PROBLEM STATEMENT >> Word for word, transcribe all of the records.

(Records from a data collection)

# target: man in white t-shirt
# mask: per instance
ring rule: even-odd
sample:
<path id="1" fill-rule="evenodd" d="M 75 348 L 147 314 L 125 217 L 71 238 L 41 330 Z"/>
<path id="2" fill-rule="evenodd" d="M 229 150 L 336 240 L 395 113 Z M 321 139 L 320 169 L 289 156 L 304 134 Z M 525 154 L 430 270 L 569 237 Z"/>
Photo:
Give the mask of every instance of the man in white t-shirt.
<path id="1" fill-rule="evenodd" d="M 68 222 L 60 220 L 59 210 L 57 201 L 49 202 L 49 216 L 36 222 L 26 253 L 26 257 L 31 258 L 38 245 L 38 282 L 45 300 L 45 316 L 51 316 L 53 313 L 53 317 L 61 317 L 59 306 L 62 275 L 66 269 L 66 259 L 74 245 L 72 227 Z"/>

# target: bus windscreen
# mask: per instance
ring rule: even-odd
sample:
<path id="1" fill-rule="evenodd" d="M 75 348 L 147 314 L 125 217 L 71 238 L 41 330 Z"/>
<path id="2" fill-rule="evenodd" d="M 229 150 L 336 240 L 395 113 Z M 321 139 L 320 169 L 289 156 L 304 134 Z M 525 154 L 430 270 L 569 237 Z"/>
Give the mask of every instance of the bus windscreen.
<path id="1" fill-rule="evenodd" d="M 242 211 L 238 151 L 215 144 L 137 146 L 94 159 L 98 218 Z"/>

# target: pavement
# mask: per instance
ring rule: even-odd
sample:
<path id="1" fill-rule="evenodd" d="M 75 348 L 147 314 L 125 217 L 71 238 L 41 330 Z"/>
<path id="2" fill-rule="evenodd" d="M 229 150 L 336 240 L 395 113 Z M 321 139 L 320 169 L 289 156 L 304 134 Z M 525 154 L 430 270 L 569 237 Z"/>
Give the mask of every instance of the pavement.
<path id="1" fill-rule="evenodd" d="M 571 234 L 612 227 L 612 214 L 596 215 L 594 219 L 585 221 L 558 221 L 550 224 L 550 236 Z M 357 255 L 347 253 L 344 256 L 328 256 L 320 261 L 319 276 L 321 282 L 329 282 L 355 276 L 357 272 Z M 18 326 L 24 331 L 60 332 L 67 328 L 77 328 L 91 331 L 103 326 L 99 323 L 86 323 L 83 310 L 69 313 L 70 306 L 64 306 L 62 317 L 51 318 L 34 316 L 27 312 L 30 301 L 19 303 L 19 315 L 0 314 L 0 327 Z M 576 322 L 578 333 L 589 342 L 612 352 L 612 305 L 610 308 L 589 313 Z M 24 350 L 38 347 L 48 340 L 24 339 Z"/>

ANSWER TO THIS TASK >>
# target: man in white t-shirt
# mask: per instance
ring rule: even-odd
sample:
<path id="1" fill-rule="evenodd" d="M 75 348 L 147 314 L 125 217 L 71 238 L 41 330 Z"/>
<path id="2" fill-rule="evenodd" d="M 229 150 L 336 240 L 395 113 Z M 321 139 L 320 169 L 289 156 L 304 134 Z M 525 154 L 430 270 L 569 237 Z"/>
Photo:
Give the mask of every instance of the man in white t-shirt.
<path id="1" fill-rule="evenodd" d="M 68 222 L 60 220 L 59 210 L 57 201 L 49 202 L 49 216 L 36 222 L 26 253 L 26 257 L 31 258 L 38 245 L 38 282 L 45 300 L 45 316 L 51 316 L 53 313 L 53 317 L 61 317 L 59 306 L 62 275 L 66 269 L 66 259 L 74 245 L 72 227 Z"/>

# target: bus windscreen
# mask: per instance
ring rule: even-odd
sample:
<path id="1" fill-rule="evenodd" d="M 75 348 L 147 314 L 125 217 L 71 238 L 41 330 Z"/>
<path id="2" fill-rule="evenodd" d="M 229 150 L 336 240 L 395 113 Z M 321 139 L 320 169 L 289 156 L 304 134 Z M 525 154 L 430 270 L 569 237 Z"/>
Give the mask of every instance of the bus windscreen.
<path id="1" fill-rule="evenodd" d="M 242 211 L 238 151 L 215 144 L 137 146 L 94 159 L 98 218 Z"/>

# target: pavement
# mask: per instance
ring rule: even-odd
sample:
<path id="1" fill-rule="evenodd" d="M 75 348 L 147 314 L 125 217 L 71 238 L 41 330 Z"/>
<path id="2" fill-rule="evenodd" d="M 229 150 L 336 240 L 395 113 Z M 321 139 L 320 169 L 289 156 L 304 134 Z M 525 154 L 430 270 L 569 237 Z"/>
Give the mask of every instance of the pavement.
<path id="1" fill-rule="evenodd" d="M 571 234 L 612 227 L 612 214 L 596 215 L 594 219 L 585 221 L 558 221 L 550 224 L 550 236 Z M 357 255 L 347 253 L 344 256 L 328 256 L 320 261 L 319 276 L 321 282 L 329 282 L 355 276 L 357 272 Z M 18 326 L 24 331 L 60 332 L 67 328 L 77 328 L 91 331 L 103 326 L 99 323 L 86 323 L 83 310 L 69 313 L 70 306 L 64 306 L 62 317 L 51 318 L 34 316 L 27 312 L 30 301 L 19 303 L 19 315 L 0 314 L 0 327 Z M 576 322 L 578 333 L 589 342 L 612 352 L 612 305 L 610 308 L 589 313 Z M 24 350 L 38 347 L 48 340 L 24 339 Z"/>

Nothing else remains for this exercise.